*** Opening Data provided ***

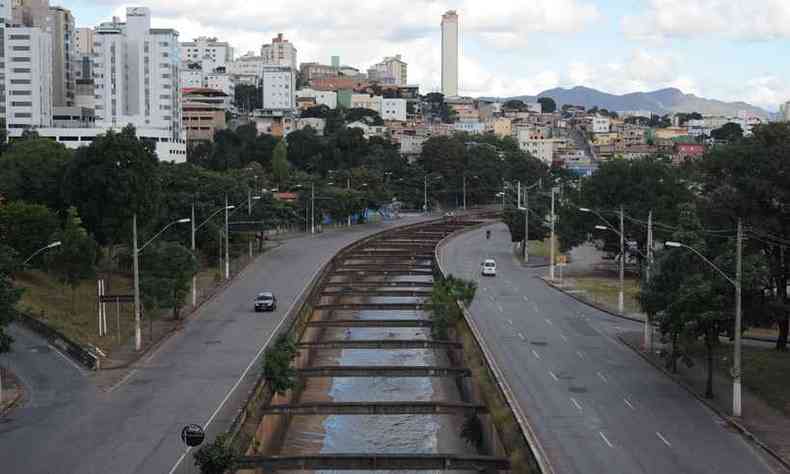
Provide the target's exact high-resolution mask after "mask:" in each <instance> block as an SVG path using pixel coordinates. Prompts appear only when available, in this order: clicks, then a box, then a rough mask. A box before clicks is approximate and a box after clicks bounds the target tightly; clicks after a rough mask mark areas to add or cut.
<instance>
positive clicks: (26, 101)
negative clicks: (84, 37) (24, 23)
mask: <svg viewBox="0 0 790 474" xmlns="http://www.w3.org/2000/svg"><path fill="white" fill-rule="evenodd" d="M5 33H6V35H5V61H6V74H5V81H6V84H5V89H6V96H5V97H6V101H5V102H6V103H5V106H6V124H7V127H8V129H9V130H12V129H29V128H40V127H51V126H52V112H53V110H52V107H53V105H52V35H51V34H50V33H48V32H46V31H44V30H42V29H41V28H38V27H32V26H18V27H11V28H6V30H5Z"/></svg>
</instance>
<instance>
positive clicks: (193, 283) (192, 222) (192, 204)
mask: <svg viewBox="0 0 790 474" xmlns="http://www.w3.org/2000/svg"><path fill="white" fill-rule="evenodd" d="M195 232H196V230H195V201H192V255H195ZM196 306H197V274H194V275H192V307H193V308H194V307H196Z"/></svg>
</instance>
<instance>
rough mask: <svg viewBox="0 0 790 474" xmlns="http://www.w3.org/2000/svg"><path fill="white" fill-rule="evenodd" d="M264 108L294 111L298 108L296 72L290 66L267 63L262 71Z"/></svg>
mask: <svg viewBox="0 0 790 474" xmlns="http://www.w3.org/2000/svg"><path fill="white" fill-rule="evenodd" d="M261 89H262V93H263V101H262V104H263V109H264V110H271V111H293V110H294V109H296V74H295V69H293V68H291V67H290V66H272V65H265V66H263V70H262V73H261Z"/></svg>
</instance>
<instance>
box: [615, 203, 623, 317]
mask: <svg viewBox="0 0 790 474" xmlns="http://www.w3.org/2000/svg"><path fill="white" fill-rule="evenodd" d="M624 219H625V217H624V213H623V206H622V204H621V205H620V292H619V293H618V295H617V309H618V311H619V312H620V314H623V313H624V311H625V293H624V288H625V229H624V228H625V221H624Z"/></svg>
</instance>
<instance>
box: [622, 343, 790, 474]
mask: <svg viewBox="0 0 790 474" xmlns="http://www.w3.org/2000/svg"><path fill="white" fill-rule="evenodd" d="M617 339H619V340H620V342H621V343H623V345H625V346H626V347H628V348H629V349H631V350H632V351H634V352H635V353H637V354H638V355H639V356H640V357H641V358H642V359H644V360H645V361H647V363H648V364H650V365H652V366H653V367H655V368H656V369H658V370H659V371H660V372H661V373H663V374H664V375H665V376H667V377H668V378H669V379H670V380H672V381H673V382H675V383H676V384H678V385H679V386H680V387H682V388H683V389H684V390H686V391H687V392H688V393H689V394H691V395H692V396H693V397H694V398H696V399H697V400H699V401H700V402H701V403H702V404H703V405H705V406H706V407H708V408H709V409H710V410H711V411H712V412H714V413H716V414H717V415H718V416H719V417H720V418H721V419H722V420H724V421H725V422H726V423H727V424H728V425H729V426H732V427H733V428H735V429H736V430H737V431H738V432H739V433H740V434H741V436H743V437H744V438H745V439H746V440H747V441H750V442H752V443H754V444H755V445H757V446H758V447H759V448H760V449H762V450H763V451H765V452H766V453H768V454H769V455H770V456H771V457H772V458H774V460H776V461H777V462H779V464H781V465H782V467H784V468H785V469H786V470H788V471H790V462H788V461H787V460H785V459H784V458H782V456H780V455H779V453H777V452H776V451H775V450H774V449H773V448H771V447H770V446H768V445H767V444H765V443H764V442H763V441H761V440H760V439H759V438H757V436H755V435H754V434H753V433H752V432H751V431H749V429H748V428H746V427H745V426H743V425H742V424H741V422H740V421H738V420H737V419H735V418H733V417H731V416H729V415H727V414H726V413H725V412H723V411H722V410H720V409H719V408H718V407H717V406H715V405H714V404H713V403H711V402H710V401H709V400H708V399H706V398H705V397H703V396H702V395H700V394H699V393H697V391H696V390H694V388H693V387H691V386H690V385H689V384H687V383H686V382H684V381H682V380H680V379H678V378H677V377H675V376H674V375H673V374H672V373H671V372H670V371H668V370H667V369H666V368H664V367H663V366H662V365H661V364H658V363H656V361H654V360H653V359H652V358H650V357H648V356H647V355H646V354H644V353H643V352H642V351H641V350H639V349H638V348H636V347H634V346H632V345H631V344H629V343H628V342H626V340H625V339H623V337H622V336H621V335H620V334H618V335H617Z"/></svg>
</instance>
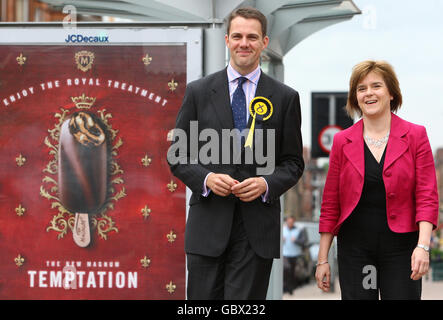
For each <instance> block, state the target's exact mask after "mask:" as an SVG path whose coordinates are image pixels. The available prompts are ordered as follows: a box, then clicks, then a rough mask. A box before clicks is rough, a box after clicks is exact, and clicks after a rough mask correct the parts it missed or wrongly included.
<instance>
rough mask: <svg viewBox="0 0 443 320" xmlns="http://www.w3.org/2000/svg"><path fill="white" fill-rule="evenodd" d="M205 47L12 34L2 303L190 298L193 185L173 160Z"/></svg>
mask: <svg viewBox="0 0 443 320" xmlns="http://www.w3.org/2000/svg"><path fill="white" fill-rule="evenodd" d="M43 35H44V36H43ZM35 39H42V40H43V41H44V42H36V40H35ZM196 40H201V31H200V30H195V29H194V30H189V29H188V30H186V29H180V30H165V29H158V30H157V29H138V30H136V29H127V30H112V29H77V30H76V31H75V32H73V31H72V30H63V29H62V28H60V29H54V28H46V29H34V28H18V29H14V28H8V29H5V30H2V36H1V37H0V44H1V45H0V148H1V153H0V299H184V298H185V285H186V280H185V279H186V268H185V253H184V249H183V240H184V228H185V219H186V202H185V200H186V188H185V186H184V185H183V184H182V183H181V182H180V181H179V180H177V179H176V178H175V177H173V176H172V174H171V173H170V171H169V167H168V164H167V162H166V152H167V149H168V147H169V144H170V142H169V141H168V139H167V137H168V133H169V132H170V131H171V129H173V128H174V124H175V118H176V114H177V112H178V109H179V107H180V105H181V100H182V98H183V95H184V91H185V87H186V83H187V82H189V81H191V80H193V79H195V78H197V77H199V76H200V74H199V72H201V66H200V64H201V57H199V54H200V52H201V50H200V49H199V48H200V45H201V42H199V41H196ZM191 56H192V57H193V58H192V59H191ZM199 58H200V59H199Z"/></svg>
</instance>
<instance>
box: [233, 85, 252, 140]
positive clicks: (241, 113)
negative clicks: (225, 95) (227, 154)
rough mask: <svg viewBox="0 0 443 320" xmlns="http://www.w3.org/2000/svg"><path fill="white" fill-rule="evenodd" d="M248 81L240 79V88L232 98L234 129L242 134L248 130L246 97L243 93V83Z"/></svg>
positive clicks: (236, 90) (235, 93)
mask: <svg viewBox="0 0 443 320" xmlns="http://www.w3.org/2000/svg"><path fill="white" fill-rule="evenodd" d="M246 80H248V79H247V78H245V77H240V78H238V86H237V89H235V91H234V95H233V96H232V115H233V118H234V127H235V128H236V129H238V130H240V132H241V131H242V130H243V129H245V128H246V96H245V92H244V91H243V83H244V82H245V81H246Z"/></svg>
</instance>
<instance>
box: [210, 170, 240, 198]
mask: <svg viewBox="0 0 443 320" xmlns="http://www.w3.org/2000/svg"><path fill="white" fill-rule="evenodd" d="M237 183H239V182H238V181H237V180H235V179H233V178H231V176H229V175H227V174H222V173H211V174H209V176H208V179H207V180H206V186H207V187H208V188H209V189H211V190H212V192H214V193H215V194H216V195H219V196H221V197H226V196H228V195H230V194H231V188H232V186H234V185H235V184H237Z"/></svg>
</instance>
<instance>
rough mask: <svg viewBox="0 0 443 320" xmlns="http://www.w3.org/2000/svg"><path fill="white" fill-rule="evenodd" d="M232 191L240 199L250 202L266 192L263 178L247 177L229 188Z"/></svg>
mask: <svg viewBox="0 0 443 320" xmlns="http://www.w3.org/2000/svg"><path fill="white" fill-rule="evenodd" d="M231 191H232V193H233V194H234V195H235V196H236V197H238V198H239V199H240V200H241V201H244V202H250V201H253V200H255V199H257V198H258V197H259V196H260V195H262V194H263V193H265V192H266V182H265V180H264V179H263V178H260V177H258V178H248V179H246V180H244V181H242V182H241V183H238V184H235V185H234V186H232V188H231Z"/></svg>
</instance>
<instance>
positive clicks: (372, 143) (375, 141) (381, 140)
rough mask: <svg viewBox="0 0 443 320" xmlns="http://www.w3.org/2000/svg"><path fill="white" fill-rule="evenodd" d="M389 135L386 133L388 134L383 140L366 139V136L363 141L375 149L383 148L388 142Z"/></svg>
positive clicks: (383, 137)
mask: <svg viewBox="0 0 443 320" xmlns="http://www.w3.org/2000/svg"><path fill="white" fill-rule="evenodd" d="M389 133H390V131H388V133H387V134H386V135H385V136H384V137H383V138H380V139H372V138H371V137H368V136H367V135H365V141H366V143H367V144H369V145H371V146H374V147H376V148H381V147H383V146H384V144H385V143H386V142H388V139H389Z"/></svg>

*** Closing Data provided ***

Work instruction: Which lines above contain the word "coordinates"? Copy each of them.

Problem solution:
Provide the target's exact high-resolution mask after "mask:" in each <instance> block as an SVG path using pixel coordinates. Prompts appear only when available, in this order: clicks, then a box, then a rough mask. A box before clicks is approximate and a box after clicks bounds the target tightly; clicks after a rough mask mark areas to add or cut.
For each <instance> block, state the target's exact mask after "mask:" as an SVG path whose coordinates are image pixels. The available prompts are ordered as follows: a box, then clicks, then a rough mask. A box before clicks is rough, a box after clicks is exact, and clicks after a rough mask correct the parts it missed or wrongly included.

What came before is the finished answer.